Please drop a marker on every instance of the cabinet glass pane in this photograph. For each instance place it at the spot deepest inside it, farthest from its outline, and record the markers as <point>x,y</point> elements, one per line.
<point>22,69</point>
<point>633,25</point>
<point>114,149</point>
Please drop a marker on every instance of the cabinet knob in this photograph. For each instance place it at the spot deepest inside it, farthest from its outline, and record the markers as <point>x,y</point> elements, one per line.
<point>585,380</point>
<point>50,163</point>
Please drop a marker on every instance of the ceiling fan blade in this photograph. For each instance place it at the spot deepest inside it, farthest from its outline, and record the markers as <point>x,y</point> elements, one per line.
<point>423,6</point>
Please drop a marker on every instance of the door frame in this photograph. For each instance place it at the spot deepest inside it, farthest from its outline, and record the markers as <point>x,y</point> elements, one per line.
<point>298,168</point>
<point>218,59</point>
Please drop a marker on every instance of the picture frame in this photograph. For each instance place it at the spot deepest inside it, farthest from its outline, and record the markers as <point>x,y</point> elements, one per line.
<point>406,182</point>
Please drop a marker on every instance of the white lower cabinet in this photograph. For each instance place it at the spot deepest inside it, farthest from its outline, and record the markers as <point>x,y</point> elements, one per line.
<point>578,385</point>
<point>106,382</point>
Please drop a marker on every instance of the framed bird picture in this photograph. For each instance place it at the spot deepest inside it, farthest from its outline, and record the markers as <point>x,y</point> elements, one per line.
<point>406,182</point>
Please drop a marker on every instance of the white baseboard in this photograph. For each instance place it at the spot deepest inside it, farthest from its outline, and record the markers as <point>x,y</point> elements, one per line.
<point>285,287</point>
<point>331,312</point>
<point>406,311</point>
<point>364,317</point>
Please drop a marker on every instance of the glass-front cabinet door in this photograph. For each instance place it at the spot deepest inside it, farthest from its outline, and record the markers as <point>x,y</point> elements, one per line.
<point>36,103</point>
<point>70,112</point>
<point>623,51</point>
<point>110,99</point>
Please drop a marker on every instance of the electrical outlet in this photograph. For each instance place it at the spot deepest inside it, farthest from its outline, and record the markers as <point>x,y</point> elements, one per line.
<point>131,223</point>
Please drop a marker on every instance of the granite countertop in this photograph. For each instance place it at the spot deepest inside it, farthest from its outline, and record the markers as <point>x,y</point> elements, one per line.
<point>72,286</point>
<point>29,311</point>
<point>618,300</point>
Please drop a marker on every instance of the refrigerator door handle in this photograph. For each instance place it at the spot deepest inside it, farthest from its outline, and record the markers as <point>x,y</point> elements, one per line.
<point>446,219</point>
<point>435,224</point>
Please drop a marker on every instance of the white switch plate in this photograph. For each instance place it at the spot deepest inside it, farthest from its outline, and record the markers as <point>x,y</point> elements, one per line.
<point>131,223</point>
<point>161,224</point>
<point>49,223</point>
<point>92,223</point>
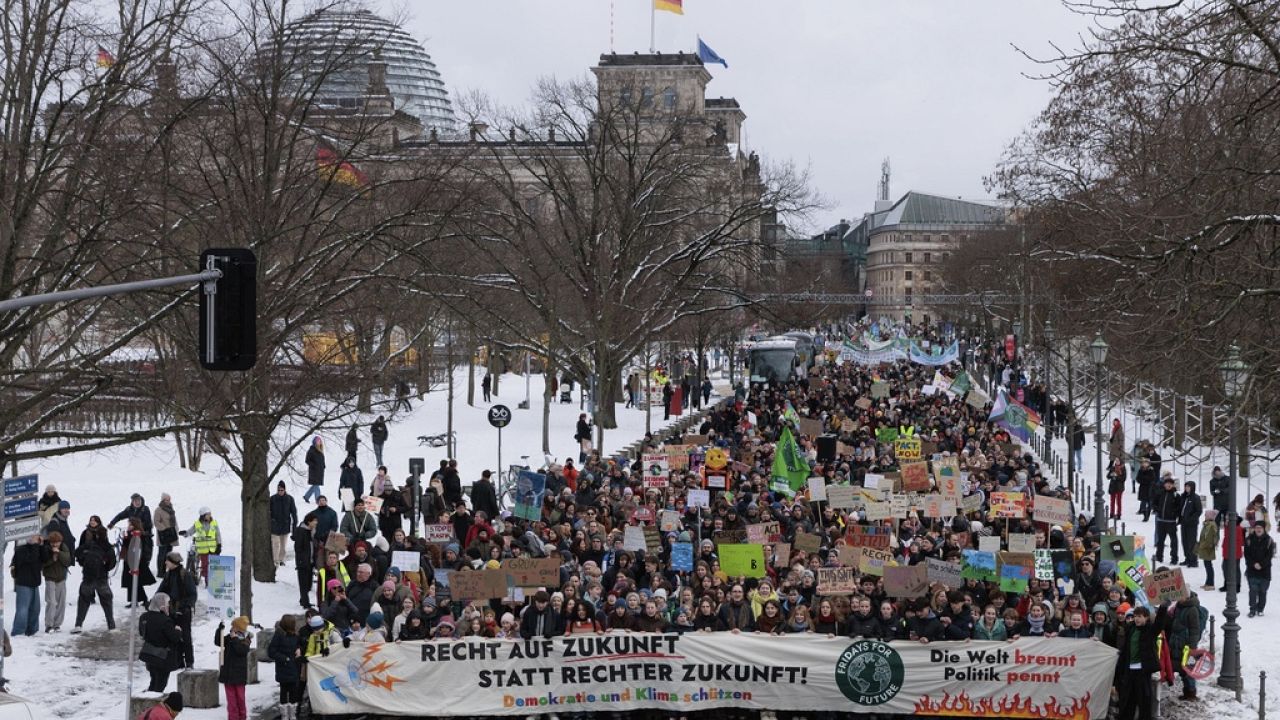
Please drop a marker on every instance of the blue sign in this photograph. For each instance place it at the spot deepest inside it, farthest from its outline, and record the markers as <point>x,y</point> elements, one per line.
<point>22,484</point>
<point>21,507</point>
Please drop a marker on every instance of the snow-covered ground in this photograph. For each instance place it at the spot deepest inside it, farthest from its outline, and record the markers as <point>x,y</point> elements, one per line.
<point>85,677</point>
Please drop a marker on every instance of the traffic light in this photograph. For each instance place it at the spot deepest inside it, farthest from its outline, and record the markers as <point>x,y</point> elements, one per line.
<point>228,310</point>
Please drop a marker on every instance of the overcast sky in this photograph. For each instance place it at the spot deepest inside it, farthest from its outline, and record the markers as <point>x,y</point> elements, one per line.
<point>835,85</point>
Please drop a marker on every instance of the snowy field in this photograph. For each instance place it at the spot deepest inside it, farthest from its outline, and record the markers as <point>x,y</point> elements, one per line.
<point>85,677</point>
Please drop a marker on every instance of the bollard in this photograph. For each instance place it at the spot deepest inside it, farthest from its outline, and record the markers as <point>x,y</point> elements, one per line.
<point>1212,633</point>
<point>1262,695</point>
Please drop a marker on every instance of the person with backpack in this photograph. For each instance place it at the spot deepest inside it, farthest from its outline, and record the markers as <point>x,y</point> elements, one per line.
<point>233,665</point>
<point>96,556</point>
<point>1188,619</point>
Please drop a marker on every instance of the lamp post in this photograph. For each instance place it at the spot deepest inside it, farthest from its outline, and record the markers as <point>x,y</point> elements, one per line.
<point>1098,350</point>
<point>1235,376</point>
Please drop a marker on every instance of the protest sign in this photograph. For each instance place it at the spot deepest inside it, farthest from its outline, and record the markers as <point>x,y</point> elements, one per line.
<point>978,565</point>
<point>699,497</point>
<point>1051,510</point>
<point>743,560</point>
<point>478,584</point>
<point>708,673</point>
<point>837,580</point>
<point>841,497</point>
<point>915,477</point>
<point>533,572</point>
<point>817,488</point>
<point>1008,505</point>
<point>1022,542</point>
<point>668,520</point>
<point>1166,584</point>
<point>406,560</point>
<point>438,532</point>
<point>944,572</point>
<point>682,556</point>
<point>872,561</point>
<point>906,582</point>
<point>807,542</point>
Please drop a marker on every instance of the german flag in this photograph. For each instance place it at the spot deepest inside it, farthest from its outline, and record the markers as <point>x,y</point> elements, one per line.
<point>339,171</point>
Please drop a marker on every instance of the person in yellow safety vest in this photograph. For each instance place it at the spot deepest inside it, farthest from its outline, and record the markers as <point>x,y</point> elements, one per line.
<point>208,540</point>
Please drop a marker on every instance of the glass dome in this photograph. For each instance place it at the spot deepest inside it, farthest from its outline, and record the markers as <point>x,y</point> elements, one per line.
<point>412,78</point>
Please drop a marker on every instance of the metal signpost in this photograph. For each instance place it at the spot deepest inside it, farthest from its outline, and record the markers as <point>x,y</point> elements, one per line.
<point>499,417</point>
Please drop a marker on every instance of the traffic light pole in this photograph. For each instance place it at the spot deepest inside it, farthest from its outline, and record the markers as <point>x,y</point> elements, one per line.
<point>105,291</point>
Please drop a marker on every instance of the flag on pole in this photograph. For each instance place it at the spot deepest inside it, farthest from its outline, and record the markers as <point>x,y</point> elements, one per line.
<point>707,55</point>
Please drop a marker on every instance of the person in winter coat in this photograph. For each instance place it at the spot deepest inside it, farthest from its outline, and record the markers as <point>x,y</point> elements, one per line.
<point>315,469</point>
<point>1206,548</point>
<point>206,537</point>
<point>286,652</point>
<point>352,478</point>
<point>1188,522</point>
<point>27,570</point>
<point>137,509</point>
<point>483,496</point>
<point>167,709</point>
<point>1168,506</point>
<point>161,642</point>
<point>167,529</point>
<point>146,577</point>
<point>96,557</point>
<point>55,582</point>
<point>181,587</point>
<point>1260,548</point>
<point>233,665</point>
<point>378,436</point>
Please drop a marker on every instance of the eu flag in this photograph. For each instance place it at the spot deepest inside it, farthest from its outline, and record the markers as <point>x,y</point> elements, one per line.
<point>707,55</point>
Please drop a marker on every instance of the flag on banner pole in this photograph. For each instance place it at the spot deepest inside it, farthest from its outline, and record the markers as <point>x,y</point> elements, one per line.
<point>707,55</point>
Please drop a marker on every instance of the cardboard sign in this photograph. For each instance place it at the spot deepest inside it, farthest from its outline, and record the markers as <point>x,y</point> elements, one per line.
<point>479,584</point>
<point>908,449</point>
<point>1166,584</point>
<point>1008,505</point>
<point>817,488</point>
<point>670,522</point>
<point>944,572</point>
<point>872,561</point>
<point>438,533</point>
<point>743,560</point>
<point>863,536</point>
<point>915,477</point>
<point>844,497</point>
<point>909,582</point>
<point>632,538</point>
<point>808,542</point>
<point>698,497</point>
<point>837,580</point>
<point>1051,510</point>
<point>1022,542</point>
<point>533,572</point>
<point>406,560</point>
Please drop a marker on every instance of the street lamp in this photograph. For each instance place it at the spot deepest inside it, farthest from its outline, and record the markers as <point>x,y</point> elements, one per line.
<point>1235,376</point>
<point>1098,351</point>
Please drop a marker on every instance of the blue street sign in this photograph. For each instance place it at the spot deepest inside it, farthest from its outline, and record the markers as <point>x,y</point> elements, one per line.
<point>21,507</point>
<point>22,484</point>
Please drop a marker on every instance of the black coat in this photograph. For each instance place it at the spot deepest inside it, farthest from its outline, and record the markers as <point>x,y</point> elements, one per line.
<point>234,669</point>
<point>282,648</point>
<point>158,629</point>
<point>284,514</point>
<point>315,466</point>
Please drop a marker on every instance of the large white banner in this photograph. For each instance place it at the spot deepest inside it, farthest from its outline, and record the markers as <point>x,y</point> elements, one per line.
<point>1027,678</point>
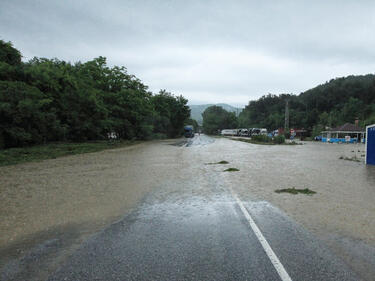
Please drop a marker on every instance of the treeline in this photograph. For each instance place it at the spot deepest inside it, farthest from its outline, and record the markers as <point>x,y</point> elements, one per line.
<point>332,104</point>
<point>216,118</point>
<point>45,100</point>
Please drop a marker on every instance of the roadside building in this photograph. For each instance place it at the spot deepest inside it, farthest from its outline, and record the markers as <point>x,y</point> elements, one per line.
<point>347,133</point>
<point>370,144</point>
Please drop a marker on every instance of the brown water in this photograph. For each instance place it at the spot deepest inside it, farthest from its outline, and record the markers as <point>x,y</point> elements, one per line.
<point>73,197</point>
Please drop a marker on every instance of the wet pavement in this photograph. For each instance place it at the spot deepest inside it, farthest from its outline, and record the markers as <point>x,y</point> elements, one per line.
<point>189,226</point>
<point>182,233</point>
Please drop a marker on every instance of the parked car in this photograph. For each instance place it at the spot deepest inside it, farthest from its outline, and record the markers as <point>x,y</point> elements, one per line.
<point>318,138</point>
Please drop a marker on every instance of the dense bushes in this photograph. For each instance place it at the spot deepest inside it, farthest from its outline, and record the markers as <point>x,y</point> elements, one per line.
<point>216,118</point>
<point>51,100</point>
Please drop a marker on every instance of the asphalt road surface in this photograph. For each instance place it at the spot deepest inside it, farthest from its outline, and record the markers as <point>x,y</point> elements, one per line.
<point>196,228</point>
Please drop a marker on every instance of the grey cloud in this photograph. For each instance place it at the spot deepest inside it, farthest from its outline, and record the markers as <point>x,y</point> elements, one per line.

Task requirements – Copy the lines above without any change, from the line containing "Please drop a marker on every instance of the bollard" up to and including the line containing "<point>339,171</point>".

Correct response –
Please drop a marker on every instance of the bollard in this photograph. For each instance place it at the spot deepest inside it, farthest from its outline, and record the markers as <point>x,y</point> elements, one per line.
<point>1212,633</point>
<point>1262,695</point>
Please drop a marker on every instance of the person with backpack in this photograph. For each instance place it at the spot deepest inside it, farthest from its outline, and record the markers as <point>x,y</point> elements, one per line.
<point>233,665</point>
<point>96,556</point>
<point>1188,619</point>
Please drop a marker on every instance of the lamp post in this photograph. For each instance place it at the spot deepest inside it, farthest from its outline, and record the markers as <point>x,y</point> elements, one per line.
<point>1098,350</point>
<point>1235,376</point>
Please drop a marker on every instance of the protest sign in this photograph. For each instance place it at the spot deepest inside it, farthest from its outline, and record the markers as <point>x,y</point> elements, one per line.
<point>978,565</point>
<point>699,497</point>
<point>1051,510</point>
<point>743,560</point>
<point>478,584</point>
<point>708,673</point>
<point>837,580</point>
<point>841,497</point>
<point>915,477</point>
<point>533,572</point>
<point>817,488</point>
<point>1008,505</point>
<point>1022,542</point>
<point>668,520</point>
<point>1166,584</point>
<point>406,560</point>
<point>438,532</point>
<point>944,572</point>
<point>682,556</point>
<point>872,561</point>
<point>906,582</point>
<point>807,542</point>
Please drop a marker on every instance of the german flag in this photograph. For each instance place it at the spot deepest inside it, farthest from its outline, and record the markers as <point>x,y</point> elements, one per line.
<point>339,171</point>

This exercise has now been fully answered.